_Problem_:
Reproduce the passage of the essay on government from "Fraudulent, Illegal, Unconstitutional, Unconscionable, And" up to and including "but still bad.".

_Text block_:
Fraudulent, Illegal, Unconstitutional, Unconscionable, And False: A Short Tour Of Government In Action Thomas Buckley
All governments are bad – always necessary, often useful, occasionally better than most, rarely genuinely helpful to all, but still bad.
From Athens to Zaire, from commune to kingdom, from democracy to dictatorship, when people come together to form a society there will always be those who take advantage, who prey, who scheme, who profit from their position.
Every government ever has violated its own laws, flouted its own rules, changed long-standing practices for immediate gain, side-stepped its foundational concepts and strictures, dismissed societal codes of conduct, and ignored the basic ethical standards of humanity.
Here in the United States – which actually has one of the best governmental systems and surely the best foundational governmental theory – we are not immune to these issues.
A necessarily brief – the internet is just not big enough to hold every damning detail – review of even our government practices shows this to be true.

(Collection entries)
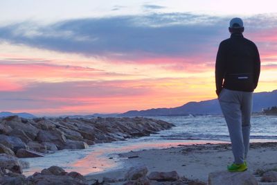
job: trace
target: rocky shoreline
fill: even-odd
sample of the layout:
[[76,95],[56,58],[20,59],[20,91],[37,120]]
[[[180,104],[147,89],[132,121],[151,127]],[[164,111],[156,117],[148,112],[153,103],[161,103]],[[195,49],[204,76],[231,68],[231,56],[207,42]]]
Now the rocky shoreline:
[[84,149],[95,143],[149,136],[172,126],[166,121],[142,117],[1,118],[0,184],[87,184],[80,173],[68,173],[57,166],[26,178],[22,169],[28,164],[18,158],[43,157],[56,150]]

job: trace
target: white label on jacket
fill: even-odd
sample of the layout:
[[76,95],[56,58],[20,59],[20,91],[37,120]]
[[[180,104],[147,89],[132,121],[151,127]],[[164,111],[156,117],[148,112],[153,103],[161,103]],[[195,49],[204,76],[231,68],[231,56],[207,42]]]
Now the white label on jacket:
[[238,77],[238,79],[248,79],[248,76],[240,76]]

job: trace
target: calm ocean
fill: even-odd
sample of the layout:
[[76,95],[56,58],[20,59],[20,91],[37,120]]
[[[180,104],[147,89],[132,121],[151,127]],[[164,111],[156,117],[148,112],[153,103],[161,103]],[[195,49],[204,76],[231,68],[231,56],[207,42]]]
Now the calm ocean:
[[[178,145],[191,145],[229,141],[228,130],[222,116],[159,116],[176,126],[150,136],[129,139],[124,141],[96,144],[84,150],[62,150],[45,157],[26,158],[30,168],[24,170],[26,175],[56,165],[67,171],[83,175],[100,173],[123,168],[118,154],[150,148],[163,148]],[[253,116],[251,119],[251,142],[277,142],[277,116]]]

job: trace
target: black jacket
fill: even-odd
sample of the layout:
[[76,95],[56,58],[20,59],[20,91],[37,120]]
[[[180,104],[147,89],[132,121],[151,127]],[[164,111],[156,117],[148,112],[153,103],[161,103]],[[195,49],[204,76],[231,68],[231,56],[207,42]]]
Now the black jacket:
[[218,49],[215,63],[217,94],[222,88],[253,91],[258,85],[260,70],[257,46],[242,34],[233,33],[220,43]]

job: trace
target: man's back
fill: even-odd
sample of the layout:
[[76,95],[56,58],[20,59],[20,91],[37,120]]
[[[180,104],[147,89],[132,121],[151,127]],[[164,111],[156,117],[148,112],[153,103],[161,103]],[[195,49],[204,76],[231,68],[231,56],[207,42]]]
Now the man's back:
[[260,75],[258,49],[242,33],[233,33],[220,43],[216,60],[217,87],[230,90],[253,91]]

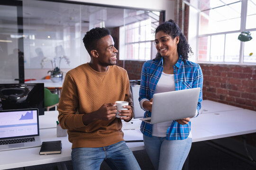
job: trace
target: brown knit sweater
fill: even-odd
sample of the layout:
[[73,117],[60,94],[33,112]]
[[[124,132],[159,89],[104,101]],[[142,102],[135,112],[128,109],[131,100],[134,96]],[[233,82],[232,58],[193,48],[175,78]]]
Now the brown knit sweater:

_Result of the task_:
Fraudulent, Illegal, Unconstitutional, Unconscionable, And False: A Short Tour Of Government In Action Thomas Buckley
All governments are bad – always necessary, often useful, occasionally better than most, rarely genuinely helpful to all, but still bad.